----- Data for analysis -----

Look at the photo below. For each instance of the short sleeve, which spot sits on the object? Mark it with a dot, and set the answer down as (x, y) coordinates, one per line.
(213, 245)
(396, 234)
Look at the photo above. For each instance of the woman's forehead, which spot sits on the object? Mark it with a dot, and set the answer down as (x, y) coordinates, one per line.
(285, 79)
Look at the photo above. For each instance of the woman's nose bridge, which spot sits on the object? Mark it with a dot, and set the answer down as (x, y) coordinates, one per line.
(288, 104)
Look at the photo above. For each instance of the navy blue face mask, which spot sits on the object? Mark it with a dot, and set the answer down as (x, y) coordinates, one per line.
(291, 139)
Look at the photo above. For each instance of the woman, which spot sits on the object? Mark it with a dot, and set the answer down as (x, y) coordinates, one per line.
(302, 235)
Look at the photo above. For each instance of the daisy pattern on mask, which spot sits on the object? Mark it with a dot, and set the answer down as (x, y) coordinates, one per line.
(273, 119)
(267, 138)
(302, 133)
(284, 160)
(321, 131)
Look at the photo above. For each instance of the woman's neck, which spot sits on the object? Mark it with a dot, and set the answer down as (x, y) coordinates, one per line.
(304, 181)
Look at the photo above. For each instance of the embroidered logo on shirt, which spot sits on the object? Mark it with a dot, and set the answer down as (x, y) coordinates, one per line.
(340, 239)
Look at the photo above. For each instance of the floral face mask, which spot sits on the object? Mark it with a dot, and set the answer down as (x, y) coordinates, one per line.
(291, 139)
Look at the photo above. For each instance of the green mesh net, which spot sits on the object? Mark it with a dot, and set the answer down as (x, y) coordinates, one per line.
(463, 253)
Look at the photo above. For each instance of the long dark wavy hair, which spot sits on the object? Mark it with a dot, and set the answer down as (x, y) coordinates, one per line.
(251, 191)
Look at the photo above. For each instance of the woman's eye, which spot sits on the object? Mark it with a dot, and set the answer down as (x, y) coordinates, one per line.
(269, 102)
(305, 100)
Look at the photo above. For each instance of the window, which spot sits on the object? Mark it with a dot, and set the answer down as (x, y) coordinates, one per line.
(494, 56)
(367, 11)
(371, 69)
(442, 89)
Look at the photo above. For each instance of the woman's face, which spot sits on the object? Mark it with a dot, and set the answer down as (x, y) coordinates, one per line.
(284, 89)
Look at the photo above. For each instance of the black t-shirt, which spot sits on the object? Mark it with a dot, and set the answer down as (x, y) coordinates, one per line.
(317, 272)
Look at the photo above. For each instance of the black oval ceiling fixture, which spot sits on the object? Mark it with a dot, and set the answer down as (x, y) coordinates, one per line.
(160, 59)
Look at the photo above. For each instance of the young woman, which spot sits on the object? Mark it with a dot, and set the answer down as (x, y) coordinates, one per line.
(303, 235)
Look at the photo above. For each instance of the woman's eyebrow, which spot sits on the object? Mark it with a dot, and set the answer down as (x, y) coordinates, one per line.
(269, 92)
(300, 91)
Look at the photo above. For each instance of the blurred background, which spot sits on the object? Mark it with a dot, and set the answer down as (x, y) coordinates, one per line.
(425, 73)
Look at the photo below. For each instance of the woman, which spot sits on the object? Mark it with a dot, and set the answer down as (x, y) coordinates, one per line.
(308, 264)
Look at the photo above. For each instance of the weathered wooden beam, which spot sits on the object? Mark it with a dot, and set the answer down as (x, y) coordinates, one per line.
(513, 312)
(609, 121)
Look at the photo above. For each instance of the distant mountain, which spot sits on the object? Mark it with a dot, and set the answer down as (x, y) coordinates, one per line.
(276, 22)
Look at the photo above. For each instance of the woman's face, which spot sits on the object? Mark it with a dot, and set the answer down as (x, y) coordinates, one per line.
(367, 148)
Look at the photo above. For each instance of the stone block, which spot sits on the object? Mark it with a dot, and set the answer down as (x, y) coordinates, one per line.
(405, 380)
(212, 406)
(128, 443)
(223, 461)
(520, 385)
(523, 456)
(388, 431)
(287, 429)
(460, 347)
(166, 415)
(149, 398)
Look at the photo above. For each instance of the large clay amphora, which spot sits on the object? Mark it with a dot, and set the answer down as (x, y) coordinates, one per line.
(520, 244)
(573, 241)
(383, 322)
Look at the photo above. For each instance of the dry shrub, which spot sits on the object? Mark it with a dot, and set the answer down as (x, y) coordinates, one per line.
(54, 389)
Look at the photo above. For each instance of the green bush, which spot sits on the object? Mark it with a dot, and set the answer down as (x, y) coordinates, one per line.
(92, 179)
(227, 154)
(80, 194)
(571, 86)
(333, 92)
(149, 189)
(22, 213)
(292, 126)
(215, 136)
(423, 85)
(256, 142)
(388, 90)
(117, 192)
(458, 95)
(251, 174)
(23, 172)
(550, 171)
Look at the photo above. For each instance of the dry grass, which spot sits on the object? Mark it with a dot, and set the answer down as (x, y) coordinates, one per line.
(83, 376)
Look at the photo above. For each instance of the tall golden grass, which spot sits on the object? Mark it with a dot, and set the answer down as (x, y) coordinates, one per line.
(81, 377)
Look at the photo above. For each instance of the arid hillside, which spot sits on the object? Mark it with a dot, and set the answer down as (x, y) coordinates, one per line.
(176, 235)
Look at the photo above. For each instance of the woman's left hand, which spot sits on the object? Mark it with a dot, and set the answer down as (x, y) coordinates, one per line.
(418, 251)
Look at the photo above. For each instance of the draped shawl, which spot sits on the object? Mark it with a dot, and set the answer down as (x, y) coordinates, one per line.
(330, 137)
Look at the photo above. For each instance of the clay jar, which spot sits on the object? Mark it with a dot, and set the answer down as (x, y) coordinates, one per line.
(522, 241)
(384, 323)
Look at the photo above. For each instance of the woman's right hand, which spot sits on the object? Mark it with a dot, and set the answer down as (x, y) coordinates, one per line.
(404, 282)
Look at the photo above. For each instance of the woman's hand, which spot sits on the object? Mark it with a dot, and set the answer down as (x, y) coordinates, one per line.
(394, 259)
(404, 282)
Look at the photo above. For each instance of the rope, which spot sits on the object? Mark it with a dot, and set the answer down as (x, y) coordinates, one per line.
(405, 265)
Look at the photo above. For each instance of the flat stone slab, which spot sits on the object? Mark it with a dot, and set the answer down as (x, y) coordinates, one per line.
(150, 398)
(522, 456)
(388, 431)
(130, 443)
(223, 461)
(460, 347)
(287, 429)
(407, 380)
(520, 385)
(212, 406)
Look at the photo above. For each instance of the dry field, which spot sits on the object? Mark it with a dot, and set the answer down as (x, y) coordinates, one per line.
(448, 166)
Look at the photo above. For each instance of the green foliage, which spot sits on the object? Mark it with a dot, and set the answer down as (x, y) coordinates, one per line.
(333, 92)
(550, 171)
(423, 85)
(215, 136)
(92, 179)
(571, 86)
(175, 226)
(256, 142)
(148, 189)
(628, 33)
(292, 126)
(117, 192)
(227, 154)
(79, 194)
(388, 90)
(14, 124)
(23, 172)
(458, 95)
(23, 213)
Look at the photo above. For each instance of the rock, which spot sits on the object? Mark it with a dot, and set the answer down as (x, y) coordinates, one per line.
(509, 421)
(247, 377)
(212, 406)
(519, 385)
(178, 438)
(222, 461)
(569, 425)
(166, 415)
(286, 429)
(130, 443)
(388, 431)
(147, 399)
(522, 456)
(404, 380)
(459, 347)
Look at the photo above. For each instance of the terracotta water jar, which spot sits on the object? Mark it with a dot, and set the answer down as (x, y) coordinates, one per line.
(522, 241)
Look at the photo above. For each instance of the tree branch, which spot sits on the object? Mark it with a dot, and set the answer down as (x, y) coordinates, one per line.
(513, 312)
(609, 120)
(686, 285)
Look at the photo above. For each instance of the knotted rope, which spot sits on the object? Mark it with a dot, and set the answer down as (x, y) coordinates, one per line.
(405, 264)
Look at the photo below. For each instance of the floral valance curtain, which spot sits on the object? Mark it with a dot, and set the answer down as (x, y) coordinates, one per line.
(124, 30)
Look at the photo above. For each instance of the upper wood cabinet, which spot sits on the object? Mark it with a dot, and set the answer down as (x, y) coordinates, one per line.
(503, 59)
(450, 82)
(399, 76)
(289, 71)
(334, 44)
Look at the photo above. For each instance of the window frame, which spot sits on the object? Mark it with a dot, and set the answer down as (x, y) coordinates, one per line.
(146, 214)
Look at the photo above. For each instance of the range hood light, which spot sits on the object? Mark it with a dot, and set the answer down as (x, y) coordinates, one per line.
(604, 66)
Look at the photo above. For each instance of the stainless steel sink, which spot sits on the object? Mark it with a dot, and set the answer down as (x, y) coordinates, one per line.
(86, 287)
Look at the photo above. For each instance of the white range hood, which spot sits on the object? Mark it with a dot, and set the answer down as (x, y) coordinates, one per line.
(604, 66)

-----

Goal of the exercise ▸
Start at the line holding "Look at the photo above. For each instance of the range" and retype each line through the end of the material above, both included.

Exercise result ▸
Look at the photo above. For each instance of the range hood light, which spot sits on the object? Mark it with a dot, and set the answer down as (x, y) coordinates, one per line.
(604, 66)
Look at the photo above. For each instance of the stainless steel sink, which spot sits on the object? Mark it with a dot, and set the answer down as (x, y) coordinates, one per line.
(86, 287)
Look at the photo above. For each instance of the white range hood, which spot sits on the object? Mark it with a dot, and set the answer down as (x, y) coordinates, one per line.
(604, 66)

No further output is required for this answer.